→ TEXT BLOCK:

+-------+

Fine grain QueueHints for nodeaffinity plugin.

Skip queue on unrelated change that keeps pod schedulable when QueueHints are enabled.

Split add from QHints disabled case

Remove case when QHints are disabled

Remove two GHint alternatives in unit tests

more fine-grained Node QHint for NodeResourceFit plugin

Return early when updated Node causes unmatch

Revert "more fine-grained Node QHint for NodeResourceFit plugin"

This reverts commit dfbceb60e0c1c4e47748c12722d9ed6dba1a8366.

Add integration test for requeue of a pod previously rejected by NodeAffinity plugin when a suitable Node is added

Add integratin test for a Node update operation that does not trigger requeue in NodeAffinity plugin

Remove innacurrate comment

Apply review comments
This commit is contained in:
dom4ha
2024-09-18 13:36:52 +00:00
parent 996e674ea7
commit c7db4bb450
4 changed files with 70 additions and 11 deletions

View File

@@ -104,7 +104,7 @@ func (pl *NodeAffinity) EventsToRegister(_ context.Context) ([]framework.Cluster
// isSchedulableAfterNodeChange is invoked whenever a node changed. It checks whether
// that change made a previously unschedulable pod schedulable.
func (pl *NodeAffinity) isSchedulableAfterNodeChange(logger klog.Logger, pod *v1.Pod, oldObj, newObj interface{}) (framework.QueueingHint, error) {
_, modifiedNode, err := util.As[*v1.Node](oldObj, newObj)
originalNode, modifiedNode, err := util.As[*v1.Node](oldObj, newObj)
if err != nil {
return framework.Queue, err
}
@@ -119,16 +119,27 @@ func (pl *NodeAffinity) isSchedulableAfterNodeChange(logger klog.Logger, pod *v1
if err != nil {
return framework.Queue, err
}
if isMatched {
logger.V(4).Info("node was created or updated, and matches with the pod's NodeAffinity", "pod", klog.KObj(pod), "node", klog.KObj(modifiedNode))
if !isMatched {
logger.V(5).Info("node was created or updated, but the pod's NodeAffinity doesn't match", "pod", klog.KObj(pod), "node", klog.KObj(modifiedNode))
return framework.QueueSkip, nil
}
// Since the node was added and it matches the pod's affinity criteria, we can unblock it.
if originalNode == nil {
logger.V(5).Info("node was created, and matches with the pod's NodeAffinity", "pod", klog.KObj(pod), "node", klog.KObj(modifiedNode))

+-------+

→ TASK INSTRUCTIONS:
• 1. Copy the NodeAffinity commit page word for word, starting at the words "Apply review comments" and ending after "unschedulable pod schedulable.".
• 2. Extend the NodeAffinity commit page, picking up right after its last line.

+-------+

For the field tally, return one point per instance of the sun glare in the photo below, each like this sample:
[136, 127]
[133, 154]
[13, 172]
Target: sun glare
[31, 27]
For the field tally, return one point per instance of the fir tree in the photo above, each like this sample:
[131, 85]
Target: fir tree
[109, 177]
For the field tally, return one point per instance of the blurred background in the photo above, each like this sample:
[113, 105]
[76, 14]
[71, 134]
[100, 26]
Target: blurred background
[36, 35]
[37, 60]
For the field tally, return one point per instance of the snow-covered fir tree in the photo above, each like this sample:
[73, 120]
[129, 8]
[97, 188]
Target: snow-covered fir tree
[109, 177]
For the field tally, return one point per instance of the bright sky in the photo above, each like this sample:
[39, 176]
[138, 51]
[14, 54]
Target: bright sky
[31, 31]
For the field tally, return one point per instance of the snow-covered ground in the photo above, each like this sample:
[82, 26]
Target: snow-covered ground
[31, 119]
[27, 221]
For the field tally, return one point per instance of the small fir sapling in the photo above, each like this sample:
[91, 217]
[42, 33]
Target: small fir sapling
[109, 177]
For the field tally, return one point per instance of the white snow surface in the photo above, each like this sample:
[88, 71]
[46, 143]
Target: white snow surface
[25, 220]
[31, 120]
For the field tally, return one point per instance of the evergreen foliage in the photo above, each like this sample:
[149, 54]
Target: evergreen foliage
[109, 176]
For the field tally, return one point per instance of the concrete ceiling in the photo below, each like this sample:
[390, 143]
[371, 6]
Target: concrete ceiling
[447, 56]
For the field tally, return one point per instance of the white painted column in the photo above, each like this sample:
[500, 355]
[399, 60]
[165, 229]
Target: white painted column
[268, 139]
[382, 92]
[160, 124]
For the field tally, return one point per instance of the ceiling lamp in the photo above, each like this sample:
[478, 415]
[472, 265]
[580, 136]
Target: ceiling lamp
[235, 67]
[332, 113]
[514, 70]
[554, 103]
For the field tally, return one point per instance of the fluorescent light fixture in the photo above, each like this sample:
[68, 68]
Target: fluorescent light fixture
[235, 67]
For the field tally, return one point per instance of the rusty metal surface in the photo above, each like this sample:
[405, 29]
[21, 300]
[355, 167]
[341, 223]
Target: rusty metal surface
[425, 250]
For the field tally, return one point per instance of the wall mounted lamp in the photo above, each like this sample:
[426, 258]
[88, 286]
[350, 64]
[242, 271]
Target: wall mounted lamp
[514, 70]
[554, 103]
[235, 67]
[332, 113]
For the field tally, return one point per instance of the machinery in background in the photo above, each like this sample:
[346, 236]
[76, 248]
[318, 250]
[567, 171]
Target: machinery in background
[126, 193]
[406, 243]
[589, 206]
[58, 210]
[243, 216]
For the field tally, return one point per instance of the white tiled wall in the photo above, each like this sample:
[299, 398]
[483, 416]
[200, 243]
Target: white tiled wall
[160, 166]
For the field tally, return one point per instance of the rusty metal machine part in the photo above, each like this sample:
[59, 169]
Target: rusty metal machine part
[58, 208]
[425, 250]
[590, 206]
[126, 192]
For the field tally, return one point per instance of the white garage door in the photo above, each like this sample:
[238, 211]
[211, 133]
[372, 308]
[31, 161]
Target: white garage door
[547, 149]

+-------+

→ RESPONSES PER TASK:
• 1.
Apply review comments
This commit is contained in:
dom4ha
2024-09-18 13:36:52 +00:00
parent 996e674ea7
commit c7db4bb450
4 changed files with 70 additions and 11 deletions

View File

@@ -104,7 +104,7 @@ func (pl *NodeAffinity) EventsToRegister(_ context.Context) ([]framework.Cluster
// isSchedulableAfterNodeChange is invoked whenever a node changed. It checks whether
// that change made a previously unschedulable pod schedulable.

• 2.
return framework.Queue, nil
}
// TODO: also check if the original node meets the pod's requestments once preCheck is completely removed.
// See: https://github.com/kubernetes/kubernetes/issues/110175
logger.V(4).Info("node was created or updated, but it doesn't make this pod schedulable", "pod", klog.KObj(pod), "node", klog.KObj(modifiedNode))
return framework.QueueSkip, nil
// At this point we know the operation is update so we can narrow down the criteria to unmatch -> match changes only
// (necessary affinity label was added to the node in this case).
wasMatched, err := requiredNodeAffinity.Match(originalNode)
if err != nil {
return framework.Queue, err
}
if wasMatched {
logger.V(5).Info("node updated, but the pod's NodeAffinity hasn't changed", "pod", klog.KObj(pod), "node", klog.KObj(modifiedNode))
return framework.QueueSkip, nil
}
logger.V(5).Info("node was updated and the pod's NodeAffinity changed to matched", "pod", klog.KObj(pod), "node", klog.KObj(modifiedNode))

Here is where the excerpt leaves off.